Labeled-object pointing entries:
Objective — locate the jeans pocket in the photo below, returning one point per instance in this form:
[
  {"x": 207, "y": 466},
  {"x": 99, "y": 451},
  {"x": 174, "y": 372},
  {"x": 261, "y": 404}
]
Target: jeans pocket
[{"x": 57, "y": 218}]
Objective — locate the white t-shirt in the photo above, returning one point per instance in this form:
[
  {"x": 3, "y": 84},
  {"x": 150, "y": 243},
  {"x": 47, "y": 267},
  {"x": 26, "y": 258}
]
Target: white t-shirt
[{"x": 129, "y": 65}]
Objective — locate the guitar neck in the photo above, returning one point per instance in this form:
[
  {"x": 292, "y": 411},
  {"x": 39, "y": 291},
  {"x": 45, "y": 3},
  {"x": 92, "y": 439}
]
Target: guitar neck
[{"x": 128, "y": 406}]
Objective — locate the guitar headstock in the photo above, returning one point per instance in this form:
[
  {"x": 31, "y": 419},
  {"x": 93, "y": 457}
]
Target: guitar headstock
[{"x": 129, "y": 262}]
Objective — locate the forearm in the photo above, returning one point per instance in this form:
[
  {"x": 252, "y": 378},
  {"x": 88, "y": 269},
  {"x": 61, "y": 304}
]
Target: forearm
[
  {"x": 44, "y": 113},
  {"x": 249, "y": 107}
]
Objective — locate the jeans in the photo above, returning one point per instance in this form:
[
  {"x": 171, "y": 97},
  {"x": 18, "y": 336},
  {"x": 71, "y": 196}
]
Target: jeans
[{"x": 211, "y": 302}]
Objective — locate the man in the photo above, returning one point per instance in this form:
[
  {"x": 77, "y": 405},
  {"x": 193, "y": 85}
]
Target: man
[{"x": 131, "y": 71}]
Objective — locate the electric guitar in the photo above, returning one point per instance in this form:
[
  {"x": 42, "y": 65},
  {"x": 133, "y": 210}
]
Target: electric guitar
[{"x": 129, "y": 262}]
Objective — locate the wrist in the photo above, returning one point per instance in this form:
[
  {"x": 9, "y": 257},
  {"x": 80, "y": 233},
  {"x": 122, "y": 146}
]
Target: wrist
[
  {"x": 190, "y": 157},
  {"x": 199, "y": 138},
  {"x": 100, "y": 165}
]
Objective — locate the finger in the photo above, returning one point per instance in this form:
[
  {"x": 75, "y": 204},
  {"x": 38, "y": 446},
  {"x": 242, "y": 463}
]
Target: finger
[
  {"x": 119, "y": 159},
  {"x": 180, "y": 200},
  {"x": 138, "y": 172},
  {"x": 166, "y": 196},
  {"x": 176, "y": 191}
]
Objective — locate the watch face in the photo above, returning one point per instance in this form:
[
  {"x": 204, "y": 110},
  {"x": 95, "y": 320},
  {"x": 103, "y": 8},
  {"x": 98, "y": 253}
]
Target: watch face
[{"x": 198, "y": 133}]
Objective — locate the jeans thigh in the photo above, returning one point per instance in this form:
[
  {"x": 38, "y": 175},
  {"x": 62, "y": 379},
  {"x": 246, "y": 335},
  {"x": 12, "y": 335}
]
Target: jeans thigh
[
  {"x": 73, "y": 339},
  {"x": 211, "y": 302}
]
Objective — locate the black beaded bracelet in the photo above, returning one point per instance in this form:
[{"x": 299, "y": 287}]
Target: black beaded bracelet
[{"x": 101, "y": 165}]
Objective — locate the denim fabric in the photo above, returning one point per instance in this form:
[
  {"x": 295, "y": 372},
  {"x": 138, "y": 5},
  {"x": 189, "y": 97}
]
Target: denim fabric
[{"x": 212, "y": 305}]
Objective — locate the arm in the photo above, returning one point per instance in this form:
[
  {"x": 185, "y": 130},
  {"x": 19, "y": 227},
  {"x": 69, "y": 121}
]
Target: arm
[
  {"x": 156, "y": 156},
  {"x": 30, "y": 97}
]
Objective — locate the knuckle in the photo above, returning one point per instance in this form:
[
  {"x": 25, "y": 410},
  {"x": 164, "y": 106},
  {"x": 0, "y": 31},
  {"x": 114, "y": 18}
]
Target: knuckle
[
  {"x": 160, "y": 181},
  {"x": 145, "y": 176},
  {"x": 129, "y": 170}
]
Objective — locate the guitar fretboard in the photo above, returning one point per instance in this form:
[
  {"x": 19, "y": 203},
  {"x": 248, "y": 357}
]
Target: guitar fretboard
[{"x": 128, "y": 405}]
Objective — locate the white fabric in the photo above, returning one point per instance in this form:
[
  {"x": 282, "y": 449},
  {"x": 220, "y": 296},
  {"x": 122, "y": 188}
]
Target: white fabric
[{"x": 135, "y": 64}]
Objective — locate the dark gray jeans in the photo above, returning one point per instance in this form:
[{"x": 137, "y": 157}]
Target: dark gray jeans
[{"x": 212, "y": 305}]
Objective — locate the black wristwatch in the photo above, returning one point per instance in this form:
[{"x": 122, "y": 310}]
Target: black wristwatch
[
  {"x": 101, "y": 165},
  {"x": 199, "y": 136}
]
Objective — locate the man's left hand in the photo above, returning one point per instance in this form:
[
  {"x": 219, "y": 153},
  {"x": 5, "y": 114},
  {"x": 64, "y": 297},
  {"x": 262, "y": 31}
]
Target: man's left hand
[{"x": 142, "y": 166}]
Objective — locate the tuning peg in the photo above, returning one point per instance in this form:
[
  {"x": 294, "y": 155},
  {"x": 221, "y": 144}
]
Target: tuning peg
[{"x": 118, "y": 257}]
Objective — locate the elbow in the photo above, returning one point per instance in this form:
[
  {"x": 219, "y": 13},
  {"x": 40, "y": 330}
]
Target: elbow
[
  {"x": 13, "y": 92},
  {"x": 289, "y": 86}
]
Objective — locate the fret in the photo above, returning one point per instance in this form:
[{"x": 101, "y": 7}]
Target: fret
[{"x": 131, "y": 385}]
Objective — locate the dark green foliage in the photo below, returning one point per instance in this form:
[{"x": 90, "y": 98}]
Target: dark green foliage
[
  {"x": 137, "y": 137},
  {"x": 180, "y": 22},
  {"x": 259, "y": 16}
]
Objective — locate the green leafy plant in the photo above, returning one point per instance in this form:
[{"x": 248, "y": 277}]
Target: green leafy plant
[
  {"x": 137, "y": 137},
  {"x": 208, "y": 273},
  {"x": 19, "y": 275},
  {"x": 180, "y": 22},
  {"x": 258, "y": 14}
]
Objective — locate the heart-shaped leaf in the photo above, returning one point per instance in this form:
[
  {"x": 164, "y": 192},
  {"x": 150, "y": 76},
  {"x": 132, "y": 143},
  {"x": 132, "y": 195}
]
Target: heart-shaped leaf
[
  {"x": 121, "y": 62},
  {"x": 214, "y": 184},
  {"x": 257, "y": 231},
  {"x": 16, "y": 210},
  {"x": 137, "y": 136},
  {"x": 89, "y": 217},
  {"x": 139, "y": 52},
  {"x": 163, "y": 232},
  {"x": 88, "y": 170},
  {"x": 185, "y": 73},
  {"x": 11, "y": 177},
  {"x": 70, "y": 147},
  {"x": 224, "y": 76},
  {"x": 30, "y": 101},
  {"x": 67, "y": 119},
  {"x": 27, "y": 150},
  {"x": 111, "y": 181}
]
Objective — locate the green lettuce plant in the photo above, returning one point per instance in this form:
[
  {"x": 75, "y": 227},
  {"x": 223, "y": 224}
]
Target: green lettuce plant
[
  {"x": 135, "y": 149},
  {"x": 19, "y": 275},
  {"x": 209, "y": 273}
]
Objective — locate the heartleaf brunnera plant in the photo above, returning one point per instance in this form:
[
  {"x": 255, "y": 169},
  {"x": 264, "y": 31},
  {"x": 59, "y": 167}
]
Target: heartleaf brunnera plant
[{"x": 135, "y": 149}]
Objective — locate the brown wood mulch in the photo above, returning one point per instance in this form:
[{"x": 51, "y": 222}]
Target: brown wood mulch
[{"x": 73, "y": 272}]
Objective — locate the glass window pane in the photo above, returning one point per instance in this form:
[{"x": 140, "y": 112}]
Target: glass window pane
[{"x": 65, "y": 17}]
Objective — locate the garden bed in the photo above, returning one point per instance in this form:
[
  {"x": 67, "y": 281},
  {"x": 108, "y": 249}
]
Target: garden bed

The exercise =
Return every line from the one holding "Objective — locate the brown" through the end of the data, exactly as it appears, with both ends kept and nothing else.

Answer to the exercise =
Objective — locate the brown wood mulch in the photo above, returning one point per instance in this form:
[{"x": 51, "y": 222}]
Target: brown wood mulch
[{"x": 73, "y": 272}]
Objective — locate the glass window pane in the photo above, returning one point per instance in this form:
[{"x": 140, "y": 112}]
Target: glass window pane
[{"x": 65, "y": 17}]
Objective — locate the garden bed in the photo above, returning one point per instance in this form:
[
  {"x": 67, "y": 281},
  {"x": 108, "y": 249}
]
Target: garden bed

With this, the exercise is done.